Transcribe verbatim the lines below, from the line containing "scan the following" through the line containing "[508,128,529,147]", both included, and no others.

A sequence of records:
———

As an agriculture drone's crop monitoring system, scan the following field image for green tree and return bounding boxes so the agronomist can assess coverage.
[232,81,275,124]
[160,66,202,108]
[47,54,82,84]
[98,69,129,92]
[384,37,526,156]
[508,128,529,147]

———

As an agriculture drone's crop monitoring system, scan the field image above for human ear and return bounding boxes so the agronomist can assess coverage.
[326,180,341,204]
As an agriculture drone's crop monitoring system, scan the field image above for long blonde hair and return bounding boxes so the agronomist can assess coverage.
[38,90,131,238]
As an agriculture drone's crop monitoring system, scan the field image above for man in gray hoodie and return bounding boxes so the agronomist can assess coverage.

———

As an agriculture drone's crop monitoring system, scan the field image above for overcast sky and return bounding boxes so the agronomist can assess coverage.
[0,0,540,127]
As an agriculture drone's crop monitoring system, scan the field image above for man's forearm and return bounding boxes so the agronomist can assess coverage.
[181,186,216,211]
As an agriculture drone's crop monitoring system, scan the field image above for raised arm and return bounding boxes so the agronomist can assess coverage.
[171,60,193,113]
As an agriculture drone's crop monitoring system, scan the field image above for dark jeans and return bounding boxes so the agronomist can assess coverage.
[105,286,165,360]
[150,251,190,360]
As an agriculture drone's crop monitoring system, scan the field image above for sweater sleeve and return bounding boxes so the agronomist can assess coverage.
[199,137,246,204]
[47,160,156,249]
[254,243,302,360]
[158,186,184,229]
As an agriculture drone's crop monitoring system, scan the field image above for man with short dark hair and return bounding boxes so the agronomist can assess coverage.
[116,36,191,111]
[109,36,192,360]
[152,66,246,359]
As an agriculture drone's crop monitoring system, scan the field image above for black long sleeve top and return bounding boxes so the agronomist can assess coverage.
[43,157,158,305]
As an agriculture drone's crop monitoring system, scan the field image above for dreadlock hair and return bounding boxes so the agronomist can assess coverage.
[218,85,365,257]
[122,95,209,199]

———

ANSWER TO THE TASK:
As an agriculture drone's crop monitoring system, scan the following field image for green tree and return bounding boxes so the agronomist can assess coverage.
[232,81,275,124]
[160,66,202,108]
[47,54,82,84]
[98,69,129,92]
[384,37,526,156]
[508,128,529,147]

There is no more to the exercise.